## Try it
Exactly reproduce the lines from the one holding "answer | column" through the end of the records, including both boundary lines but no pictures.

--- Input records Enclosed Below ---

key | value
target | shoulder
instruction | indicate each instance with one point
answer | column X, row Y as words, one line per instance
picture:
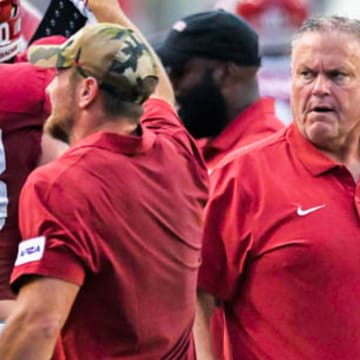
column 157, row 110
column 251, row 156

--- End of Enclosed Input records ---

## Result of this exercise
answer | column X, row Y as words, one line per instance
picture:
column 157, row 110
column 251, row 156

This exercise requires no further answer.